■ **과제 요구사항**:
아래 목록에서 "dark" 문자열이 들어 있는 줄의 수를 세어 숫자만 쓰세요.
***** 입력 행 *****
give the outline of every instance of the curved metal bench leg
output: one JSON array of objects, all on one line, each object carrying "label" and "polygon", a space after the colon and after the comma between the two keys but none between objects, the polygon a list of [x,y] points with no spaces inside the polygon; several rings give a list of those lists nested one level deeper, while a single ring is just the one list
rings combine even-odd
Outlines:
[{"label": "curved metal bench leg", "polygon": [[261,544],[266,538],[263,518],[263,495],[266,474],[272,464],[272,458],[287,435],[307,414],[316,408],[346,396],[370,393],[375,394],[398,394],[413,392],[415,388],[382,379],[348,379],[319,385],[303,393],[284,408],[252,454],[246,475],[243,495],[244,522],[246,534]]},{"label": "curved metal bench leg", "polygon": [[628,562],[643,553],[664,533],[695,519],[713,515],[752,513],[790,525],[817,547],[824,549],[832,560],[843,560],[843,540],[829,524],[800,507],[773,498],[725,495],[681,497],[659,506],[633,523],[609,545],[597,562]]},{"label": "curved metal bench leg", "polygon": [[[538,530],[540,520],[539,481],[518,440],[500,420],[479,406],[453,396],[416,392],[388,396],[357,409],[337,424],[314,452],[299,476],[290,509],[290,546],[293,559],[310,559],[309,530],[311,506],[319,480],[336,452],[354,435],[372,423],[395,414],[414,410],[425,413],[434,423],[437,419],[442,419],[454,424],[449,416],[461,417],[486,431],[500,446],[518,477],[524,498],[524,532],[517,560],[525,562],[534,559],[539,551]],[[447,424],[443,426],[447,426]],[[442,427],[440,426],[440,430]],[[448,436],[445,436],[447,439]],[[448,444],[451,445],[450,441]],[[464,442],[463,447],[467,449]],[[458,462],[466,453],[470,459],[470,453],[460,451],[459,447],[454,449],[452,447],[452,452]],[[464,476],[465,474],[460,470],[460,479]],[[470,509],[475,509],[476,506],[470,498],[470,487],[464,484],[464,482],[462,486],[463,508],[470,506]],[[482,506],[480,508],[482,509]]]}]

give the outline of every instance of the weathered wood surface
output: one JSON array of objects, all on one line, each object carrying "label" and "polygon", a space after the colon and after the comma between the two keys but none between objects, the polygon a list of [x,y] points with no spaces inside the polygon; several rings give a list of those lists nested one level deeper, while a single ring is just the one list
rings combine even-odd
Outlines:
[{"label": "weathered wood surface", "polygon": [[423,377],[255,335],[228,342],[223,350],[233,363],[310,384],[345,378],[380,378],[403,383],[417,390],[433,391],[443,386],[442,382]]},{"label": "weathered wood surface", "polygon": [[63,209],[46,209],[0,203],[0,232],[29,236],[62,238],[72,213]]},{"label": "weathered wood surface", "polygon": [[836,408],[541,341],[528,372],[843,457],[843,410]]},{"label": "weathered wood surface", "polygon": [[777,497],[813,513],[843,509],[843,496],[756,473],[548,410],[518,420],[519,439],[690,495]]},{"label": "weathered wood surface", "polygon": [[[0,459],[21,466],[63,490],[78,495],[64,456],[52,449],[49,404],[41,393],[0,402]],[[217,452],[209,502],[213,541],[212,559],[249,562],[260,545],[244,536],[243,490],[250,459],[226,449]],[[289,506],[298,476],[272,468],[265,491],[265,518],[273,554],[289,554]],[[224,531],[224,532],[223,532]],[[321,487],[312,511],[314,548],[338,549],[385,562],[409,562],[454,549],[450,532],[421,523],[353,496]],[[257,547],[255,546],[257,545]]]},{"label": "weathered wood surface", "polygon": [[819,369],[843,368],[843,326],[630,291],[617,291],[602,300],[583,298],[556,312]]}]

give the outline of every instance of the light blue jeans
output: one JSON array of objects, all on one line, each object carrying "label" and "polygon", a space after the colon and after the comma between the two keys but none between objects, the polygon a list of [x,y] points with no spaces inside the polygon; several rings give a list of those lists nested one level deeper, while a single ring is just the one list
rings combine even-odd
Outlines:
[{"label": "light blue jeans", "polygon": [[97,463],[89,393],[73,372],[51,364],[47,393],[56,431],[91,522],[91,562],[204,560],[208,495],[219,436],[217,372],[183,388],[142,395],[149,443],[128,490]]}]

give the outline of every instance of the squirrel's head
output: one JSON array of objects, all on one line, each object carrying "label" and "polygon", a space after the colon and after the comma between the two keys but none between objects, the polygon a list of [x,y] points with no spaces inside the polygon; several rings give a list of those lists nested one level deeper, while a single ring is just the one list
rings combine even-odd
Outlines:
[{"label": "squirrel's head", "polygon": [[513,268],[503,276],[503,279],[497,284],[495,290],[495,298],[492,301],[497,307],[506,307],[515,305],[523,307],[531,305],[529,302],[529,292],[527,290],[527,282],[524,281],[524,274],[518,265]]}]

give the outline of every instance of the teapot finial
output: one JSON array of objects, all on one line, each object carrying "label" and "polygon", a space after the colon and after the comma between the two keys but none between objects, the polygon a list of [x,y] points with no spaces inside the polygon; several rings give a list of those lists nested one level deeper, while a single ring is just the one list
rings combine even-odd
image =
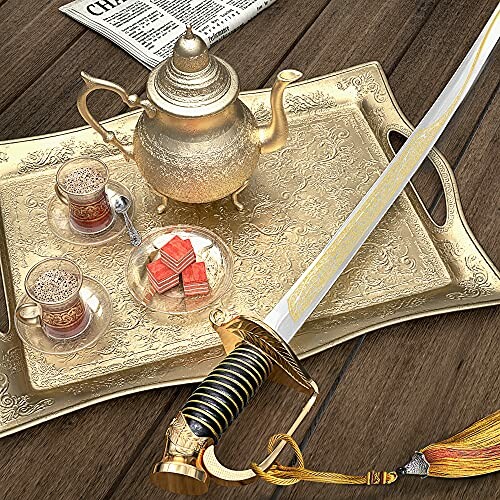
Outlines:
[{"label": "teapot finial", "polygon": [[191,25],[177,39],[172,54],[172,63],[184,73],[196,73],[206,68],[210,62],[207,44],[193,33]]},{"label": "teapot finial", "polygon": [[184,38],[193,38],[194,37],[194,34],[193,34],[193,28],[190,24],[186,24],[186,32],[184,33]]}]

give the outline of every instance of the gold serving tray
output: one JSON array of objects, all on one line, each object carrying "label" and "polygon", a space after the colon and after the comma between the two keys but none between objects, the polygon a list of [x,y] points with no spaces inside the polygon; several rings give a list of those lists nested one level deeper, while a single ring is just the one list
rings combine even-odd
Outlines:
[{"label": "gold serving tray", "polygon": [[[269,118],[269,90],[242,99],[258,120]],[[208,311],[165,316],[133,301],[124,279],[126,236],[82,247],[50,232],[46,210],[58,165],[79,155],[104,160],[112,178],[132,191],[143,234],[170,224],[216,232],[235,258],[233,289],[219,306],[263,317],[388,163],[389,132],[411,132],[377,63],[291,86],[286,109],[288,143],[262,157],[241,195],[243,212],[222,200],[172,202],[157,215],[157,199],[136,166],[89,128],[0,143],[0,252],[10,320],[0,332],[0,436],[112,397],[200,380],[223,356]],[[108,123],[131,142],[138,116]],[[431,220],[409,186],[294,338],[299,357],[407,319],[500,303],[499,272],[464,220],[453,173],[437,151],[431,160],[443,183],[445,224]],[[24,347],[12,324],[28,269],[60,255],[103,283],[114,307],[103,338],[67,357]]]}]

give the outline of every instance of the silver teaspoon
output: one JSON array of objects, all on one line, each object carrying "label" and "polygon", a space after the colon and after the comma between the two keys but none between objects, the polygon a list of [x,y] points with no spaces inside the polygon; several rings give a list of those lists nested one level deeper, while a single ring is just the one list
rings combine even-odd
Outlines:
[{"label": "silver teaspoon", "polygon": [[127,228],[127,232],[130,238],[130,243],[134,247],[138,247],[142,242],[142,238],[137,229],[132,224],[130,217],[128,216],[128,210],[131,205],[130,200],[122,194],[117,194],[116,197],[113,198],[114,198],[115,212],[117,214],[122,214],[123,219],[125,220],[125,226]]}]

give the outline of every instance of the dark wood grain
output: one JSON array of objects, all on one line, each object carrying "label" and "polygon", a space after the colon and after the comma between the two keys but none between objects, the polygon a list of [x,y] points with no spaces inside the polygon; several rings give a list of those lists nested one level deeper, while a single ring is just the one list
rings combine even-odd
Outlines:
[{"label": "dark wood grain", "polygon": [[[0,2],[0,139],[82,125],[75,109],[79,71],[141,92],[147,71],[104,38],[57,11],[62,0]],[[418,119],[458,66],[495,1],[279,0],[214,47],[243,88],[270,83],[285,66],[307,77],[379,60],[399,104]],[[50,26],[50,29],[47,27]],[[440,141],[457,163],[471,226],[493,260],[498,242],[498,54]],[[108,94],[102,115],[124,111]],[[432,170],[416,179],[439,210]],[[434,200],[434,203],[433,203]],[[298,434],[311,467],[365,472],[390,467],[498,406],[498,311],[414,321],[355,339],[306,362],[320,402]],[[496,341],[496,344],[495,344]],[[418,356],[415,356],[418,353]],[[446,353],[446,354],[445,354]],[[148,481],[163,433],[190,387],[103,403],[0,441],[0,498],[174,498]],[[293,403],[291,403],[293,401]],[[270,432],[284,429],[299,401],[269,385],[223,440],[221,458],[245,466],[262,456]],[[443,411],[444,409],[444,411]],[[498,478],[401,481],[384,497],[492,498]],[[214,487],[210,498],[332,498],[377,490],[299,485]]]}]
*****
■ **완성된 답**:
2